TUGAS
Bisakah Anda menyunting kutipan tentang unjuk rasa mahasiswa di bawah ini, mulai dari "Berikutnya adalah reaksi" sampai dengan "1 juta ton.", dengan mengganti "unjuk rasa" menjadi "demonstrasi" lalu menuliskan kembali bagian itu?

Berikutnya adalah reaksi kritis berbagai kalangan mahasiswa terhadap kondisi kekinian bangsa melalui aksi unjuk rasa mereka yang semakin intens dan meluas saat ini, seperti antara lain dilakukan Himpunan Mahasiswa Islam (HMI) Lampung menggelar unjuk rasa di Gedung DPRD setempat terkait rapor merah kepemimpinan Jokowi-JK yang berakhir ricuh dengan petugas Sat Pol PP Provinsi Lampung, menyebabkan satu aktifis  Kohati, dilarikan kerumah sakit. Mereka memprotes impor pangan yang dilakukan pemerintah. Mahasiswa mencatat bahwa pemerintah telah mengeluarkán izin impor beras sebanyak 3 kali. Pada Januari sebesar 500 ribu ton, bulan Maret sebesar 500 ribu ton, dan 1 juta ton.

DATA MENTAH
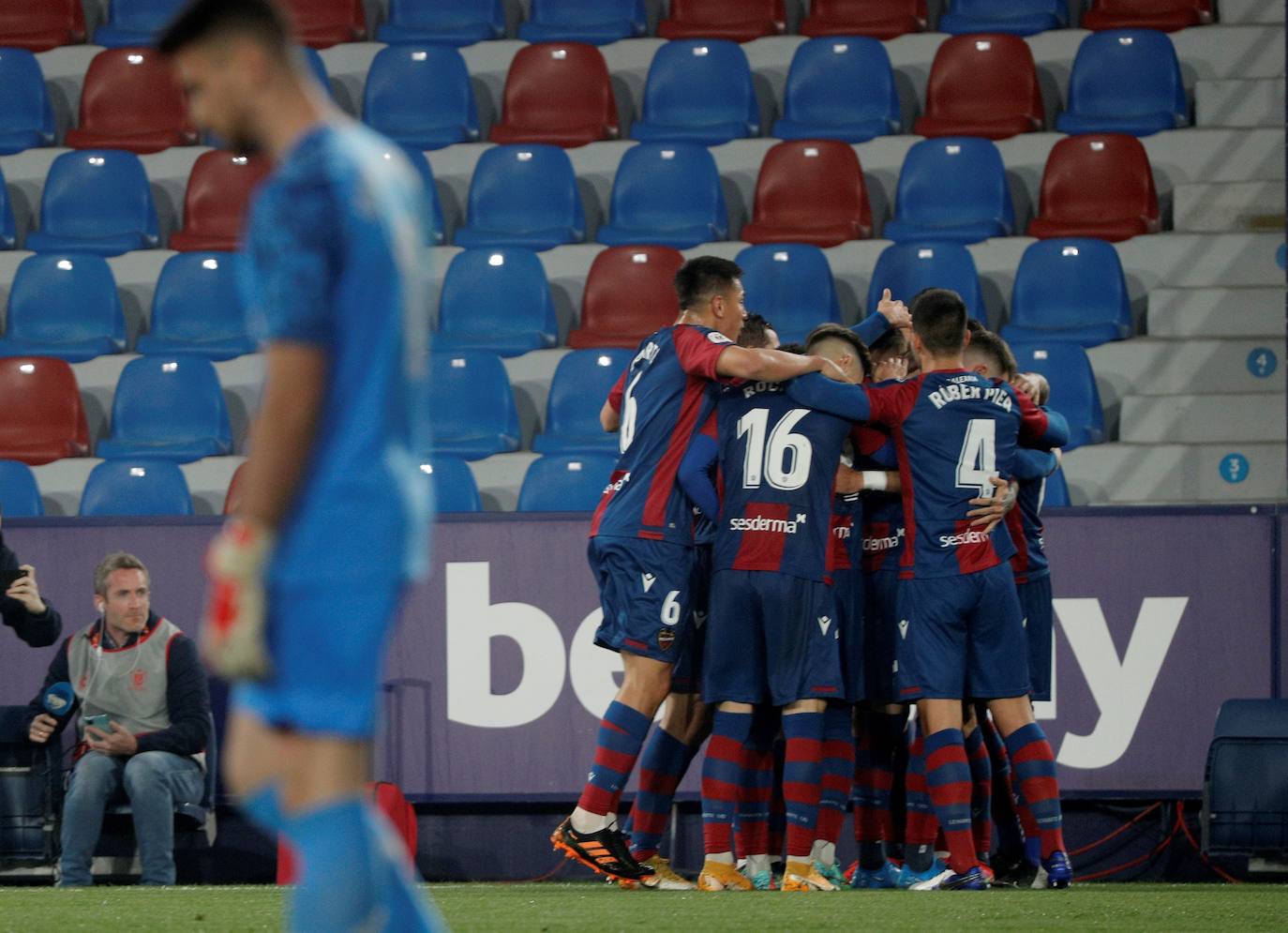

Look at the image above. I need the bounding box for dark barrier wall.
[0,507,1288,800]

PEMBAHASAN JAWABAN
Berikutnya adalah reaksi kritis berbagai kalangan mahasiswa terhadap kondisi kekinian bangsa melalui aksi demonstrasi mereka yang semakin intens dan meluas saat ini, seperti antara lain dilakukan Himpunan Mahasiswa Islam (HMI) Lampung menggelar demonstrasi di Gedung DPRD setempat terkait rapor merah kepemimpinan Jokowi-JK yang berakhir ricuh dengan petugas Sat Pol PP Provinsi Lampung, menyebabkan satu aktifis  Kohati, dilarikan kerumah sakit. Mereka memprotes impor pangan yang dilakukan pemerintah. Mahasiswa mencatat bahwa pemerintah telah mengeluarkán izin impor beras sebanyak 3 kali. Pada Januari sebesar 500 ribu ton, bulan Maret sebesar 500 ribu ton, dan 1 juta ton.